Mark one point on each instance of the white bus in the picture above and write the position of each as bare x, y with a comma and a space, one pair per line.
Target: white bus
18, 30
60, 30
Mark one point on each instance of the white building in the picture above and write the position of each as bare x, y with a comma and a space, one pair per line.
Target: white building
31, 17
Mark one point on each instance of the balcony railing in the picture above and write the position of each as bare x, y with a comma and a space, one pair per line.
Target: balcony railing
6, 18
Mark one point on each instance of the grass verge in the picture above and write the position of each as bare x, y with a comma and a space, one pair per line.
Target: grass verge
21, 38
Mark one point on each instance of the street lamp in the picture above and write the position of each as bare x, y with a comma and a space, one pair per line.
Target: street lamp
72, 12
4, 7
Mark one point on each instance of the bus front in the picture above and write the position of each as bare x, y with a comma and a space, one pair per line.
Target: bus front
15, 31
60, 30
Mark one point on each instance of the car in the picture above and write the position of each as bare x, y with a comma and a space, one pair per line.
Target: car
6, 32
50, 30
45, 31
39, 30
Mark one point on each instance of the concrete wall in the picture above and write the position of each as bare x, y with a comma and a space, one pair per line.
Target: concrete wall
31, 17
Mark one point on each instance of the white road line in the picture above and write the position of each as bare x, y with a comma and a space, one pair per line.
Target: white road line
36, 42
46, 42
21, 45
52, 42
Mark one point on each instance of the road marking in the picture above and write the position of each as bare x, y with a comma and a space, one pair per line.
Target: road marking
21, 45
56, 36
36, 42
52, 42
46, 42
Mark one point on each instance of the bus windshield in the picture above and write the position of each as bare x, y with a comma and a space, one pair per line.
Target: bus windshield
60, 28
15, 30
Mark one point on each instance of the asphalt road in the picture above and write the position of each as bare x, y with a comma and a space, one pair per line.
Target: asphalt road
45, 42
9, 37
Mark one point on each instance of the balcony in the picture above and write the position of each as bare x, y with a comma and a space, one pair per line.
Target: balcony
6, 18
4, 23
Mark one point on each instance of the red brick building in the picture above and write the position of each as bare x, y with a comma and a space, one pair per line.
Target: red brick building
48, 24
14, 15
────────────────────
> YOUR INSTRUCTIONS
Quote the listing above, but only from the line that shows "Target: street lamp" through the line that shows "Mark one point on each instance of the white road".

> OUTPUT FOR THIS EXERCISE
Target: street lamp
72, 12
4, 7
Mark one point on each instance of the bus front in the picture above and write the position of each as bare x, y with a comma and a space, one pair per line.
Target: bus front
15, 31
60, 30
Mark one point on each instance of the car in the picture above and write the position of each as bare x, y with a comma and a space, one pair per line.
Target: car
6, 32
50, 30
45, 31
39, 30
Mark one point on each instance of the concrete wall in the picture above and write the position of each as bare x, y with a comma and a space, one pair per line.
Target: concrete wall
31, 17
Mark one point on each instance of the white road line in the picture above and write the position of each as bare x, y with a comma and a space, one pair per line.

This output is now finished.